──────── Available records

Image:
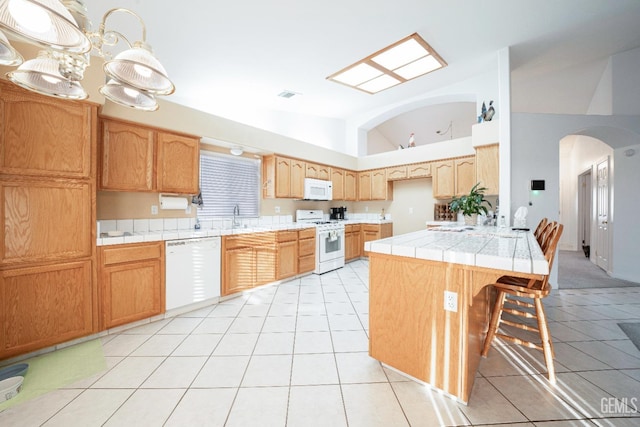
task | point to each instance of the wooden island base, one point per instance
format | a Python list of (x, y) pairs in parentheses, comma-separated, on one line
[(409, 328)]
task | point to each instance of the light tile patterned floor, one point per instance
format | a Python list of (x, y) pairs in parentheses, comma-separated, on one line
[(296, 355)]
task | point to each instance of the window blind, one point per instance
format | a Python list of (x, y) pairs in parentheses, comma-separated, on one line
[(227, 181)]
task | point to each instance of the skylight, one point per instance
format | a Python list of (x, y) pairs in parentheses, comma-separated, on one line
[(404, 60)]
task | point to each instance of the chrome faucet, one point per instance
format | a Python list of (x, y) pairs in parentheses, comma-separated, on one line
[(236, 213)]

────────────────

• Task goal:
Pictures do not belong in the copy. Reproduce the rest of the data exactly.

• Answer to the problem:
Image:
task | point to each instance of the wooden island base, one point per instance
format | a Python list of (x, y) pairs in parentheses, comma-separated, on one line
[(409, 328)]
task | point to each instance of the light tile patterned floor, one point per instance
format | a Python list of (x, y) pairs in parentheses, comma-separated, on one line
[(296, 355)]
task | point to each instance of the window blind, one point per instance
format | a Python list of (x, y) pairs in parentheses, comma-separated, on one line
[(227, 181)]
task | point to each instance of the skylight, one point per instance
format | a Python list of (x, y) pairs in parentheses, comma-separated, on one line
[(404, 60)]
task | point to each instance of the chrome faucet, one point per instance
format | a Python list of (x, y) pairs in parentheses, comma-separated, on one line
[(236, 213)]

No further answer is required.